▶ MATERIAL SHOWN:
* * * * *

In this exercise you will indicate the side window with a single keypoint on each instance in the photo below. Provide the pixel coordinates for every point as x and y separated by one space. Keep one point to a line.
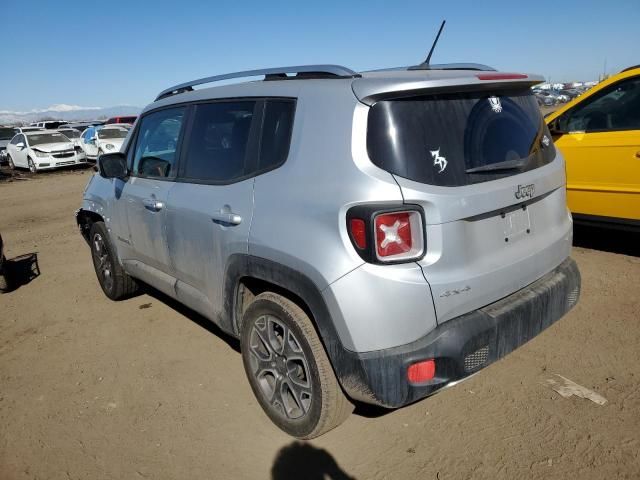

* * * * *

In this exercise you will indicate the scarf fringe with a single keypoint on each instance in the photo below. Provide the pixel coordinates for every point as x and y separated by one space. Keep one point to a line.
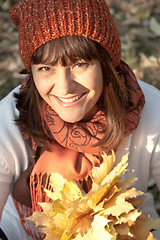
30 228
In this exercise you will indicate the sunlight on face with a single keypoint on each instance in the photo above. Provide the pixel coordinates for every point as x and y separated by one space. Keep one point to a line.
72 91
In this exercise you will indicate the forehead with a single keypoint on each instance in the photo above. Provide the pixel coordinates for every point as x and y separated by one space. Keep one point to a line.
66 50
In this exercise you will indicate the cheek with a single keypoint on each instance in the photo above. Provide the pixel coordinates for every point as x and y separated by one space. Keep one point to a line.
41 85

* * * * *

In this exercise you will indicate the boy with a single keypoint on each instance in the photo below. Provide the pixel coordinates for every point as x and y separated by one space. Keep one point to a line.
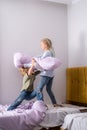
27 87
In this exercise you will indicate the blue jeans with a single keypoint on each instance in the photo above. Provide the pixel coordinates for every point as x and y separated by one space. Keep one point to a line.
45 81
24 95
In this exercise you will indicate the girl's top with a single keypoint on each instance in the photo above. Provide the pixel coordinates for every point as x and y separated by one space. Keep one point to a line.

* * * * *

List every line in the items above that contains the string "side". Matching is case-sensitive.

▶ TASK ANSWER:
In this exercise you will indicate the side window with a single keypoint on each instance in the photo below. Provide the pixel coordinates for every point as x and y separated by one space. Keep one point to a line.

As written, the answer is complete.